## [TASK INSTRUCTIONS]
• a. Using the Sphinx-Needs text below, decide whether each statement agrees with it. Answer yes or no, and quote the words that settle it. (i) The "Data Persistence" requirement has low priority. (ii) The "User Authentication" requirement has the status open. (iii) Failed login attempts are logged.
• b. Answer these questions from the Sphinx-Needs text below, one per line:
(i) What id does the "Data Persistence" requirement have?
(ii) Which file does Step 8 say to create?
(iii) What maxdepth is set for the table of contents?

## [DOCUMENT PASSAGE]
Welcome to My Documentation Project
====================================

This project demonstrates requirements management with Sphinx-Needs.

.. toctree::
   :maxdepth: 2
   :caption: Contents:

   requirements
   specifications
   traceability

Indices and tables
==================

* :ref:`genindex`
* :ref:`search`

Step 8: Write Requirements

Create docs/requirements.rst:

Requirements
============

This section contains all project requirements.

System Requirements
-------------------

.. req:: User Authentication
   :id: REQ_001
   :status: open
   :priority: high
   :author: Your Name

   The system shall provide user authentication functionality.
   Users must be able to log in with username and password.

   **Acceptance Criteria:**

   * Users can register with email and password
   * Users can log in with valid credentials
   * Failed login attempts are logged

.. req:: Data Persistence
   :id: REQ_002
   :status: open
   :priority: high
   :derives: REQ_001

   The system shall persist user data securely in a database.

## [RECORD LIST]
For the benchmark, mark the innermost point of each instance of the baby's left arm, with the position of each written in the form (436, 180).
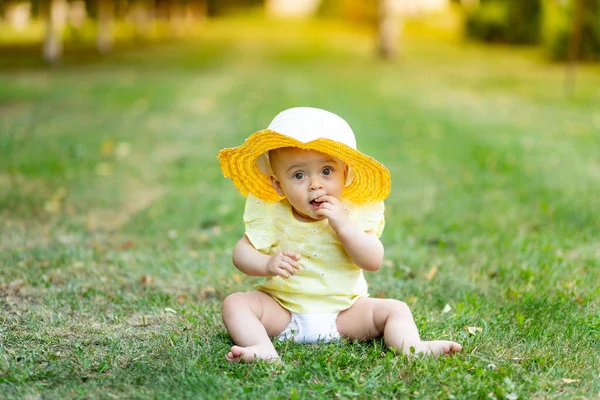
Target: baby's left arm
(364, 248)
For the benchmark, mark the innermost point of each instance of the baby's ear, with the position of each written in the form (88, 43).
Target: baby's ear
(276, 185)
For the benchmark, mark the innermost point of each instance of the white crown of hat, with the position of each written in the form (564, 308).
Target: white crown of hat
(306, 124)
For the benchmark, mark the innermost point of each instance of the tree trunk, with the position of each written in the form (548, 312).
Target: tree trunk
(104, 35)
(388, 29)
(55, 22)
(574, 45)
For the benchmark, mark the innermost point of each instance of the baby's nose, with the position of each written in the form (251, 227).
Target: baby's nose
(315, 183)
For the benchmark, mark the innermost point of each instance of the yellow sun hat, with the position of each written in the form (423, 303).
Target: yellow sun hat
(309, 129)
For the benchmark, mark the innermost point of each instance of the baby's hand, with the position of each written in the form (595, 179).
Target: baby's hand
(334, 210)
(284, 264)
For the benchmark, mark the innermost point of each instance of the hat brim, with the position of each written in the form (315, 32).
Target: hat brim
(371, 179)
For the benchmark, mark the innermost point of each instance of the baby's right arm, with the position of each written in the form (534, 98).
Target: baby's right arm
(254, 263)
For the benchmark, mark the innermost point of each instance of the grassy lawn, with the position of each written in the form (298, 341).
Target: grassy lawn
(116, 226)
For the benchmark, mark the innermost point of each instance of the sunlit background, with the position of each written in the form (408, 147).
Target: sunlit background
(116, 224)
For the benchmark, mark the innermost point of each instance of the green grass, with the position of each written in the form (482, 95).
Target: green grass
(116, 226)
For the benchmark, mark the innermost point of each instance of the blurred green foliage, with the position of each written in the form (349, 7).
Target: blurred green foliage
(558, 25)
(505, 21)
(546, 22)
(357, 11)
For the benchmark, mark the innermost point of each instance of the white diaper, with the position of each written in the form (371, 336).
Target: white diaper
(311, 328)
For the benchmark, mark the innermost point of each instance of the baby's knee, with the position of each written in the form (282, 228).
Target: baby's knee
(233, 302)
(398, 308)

## [LIST OF SOLUTIONS]
• a.
(i) No: ":priority: high"
(ii) Yes: ":status: open"
(iii) Yes: "Failed login attempts are logged"

• b.
(i) REQ_002
(ii) docs/requirements.rst
(iii) 2